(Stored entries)
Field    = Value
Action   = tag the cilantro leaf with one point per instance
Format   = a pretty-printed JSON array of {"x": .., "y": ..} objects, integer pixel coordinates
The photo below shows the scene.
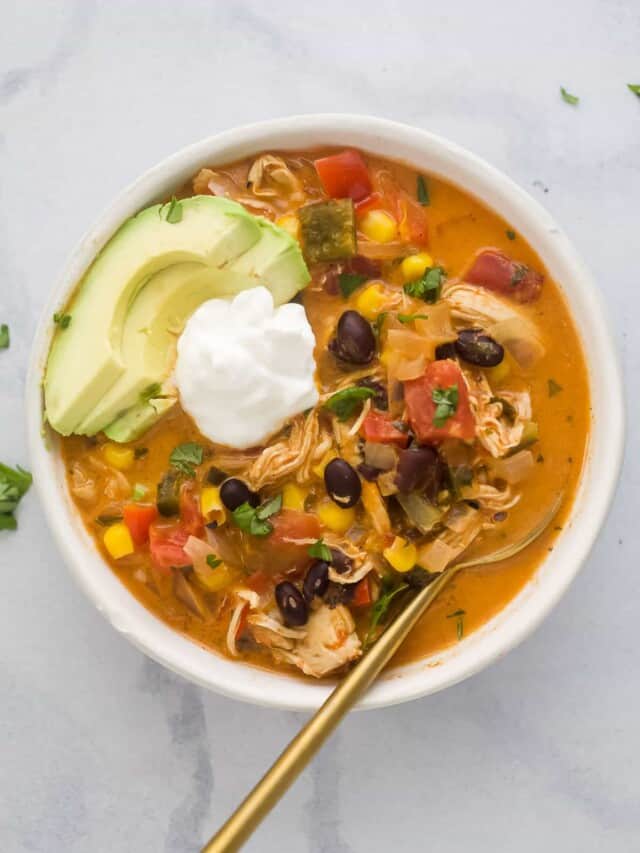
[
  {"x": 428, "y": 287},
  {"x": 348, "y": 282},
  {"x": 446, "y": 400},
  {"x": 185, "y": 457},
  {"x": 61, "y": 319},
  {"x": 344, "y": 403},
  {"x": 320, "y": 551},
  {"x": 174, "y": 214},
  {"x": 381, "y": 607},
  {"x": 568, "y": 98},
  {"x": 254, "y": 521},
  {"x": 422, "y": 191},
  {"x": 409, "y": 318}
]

--

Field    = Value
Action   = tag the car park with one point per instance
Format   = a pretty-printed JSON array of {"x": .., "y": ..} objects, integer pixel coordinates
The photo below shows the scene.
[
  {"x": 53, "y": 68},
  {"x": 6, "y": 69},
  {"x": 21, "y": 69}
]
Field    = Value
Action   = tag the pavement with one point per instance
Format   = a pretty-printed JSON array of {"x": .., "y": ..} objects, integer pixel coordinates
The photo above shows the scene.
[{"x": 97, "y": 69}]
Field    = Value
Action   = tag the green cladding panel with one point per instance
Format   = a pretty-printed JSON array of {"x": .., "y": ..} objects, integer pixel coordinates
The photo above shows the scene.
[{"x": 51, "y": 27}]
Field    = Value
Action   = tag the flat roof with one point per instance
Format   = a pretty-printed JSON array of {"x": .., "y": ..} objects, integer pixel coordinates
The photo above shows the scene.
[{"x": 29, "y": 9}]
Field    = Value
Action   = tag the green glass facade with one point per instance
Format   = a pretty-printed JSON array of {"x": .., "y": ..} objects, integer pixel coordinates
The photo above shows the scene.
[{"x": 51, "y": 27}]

---

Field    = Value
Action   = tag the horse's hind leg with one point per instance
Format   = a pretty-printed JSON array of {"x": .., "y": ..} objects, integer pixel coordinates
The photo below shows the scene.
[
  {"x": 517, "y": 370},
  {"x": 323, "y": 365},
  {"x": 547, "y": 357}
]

** Do this **
Filter the stored entries above and copy each line that contains the string "Action".

** Finished answer **
Action   = tag the cilantro leaf with one point per instance
Action   = tag the car park with one point per instance
Action   = tag the pavement with one point per instance
Action   = tag the green cladding panel with one point per instance
Action   = tag the flat roof with one point per instance
Action   = tag the green glass facade with one point per instance
Action   = tag the horse's hind leg with one point per instance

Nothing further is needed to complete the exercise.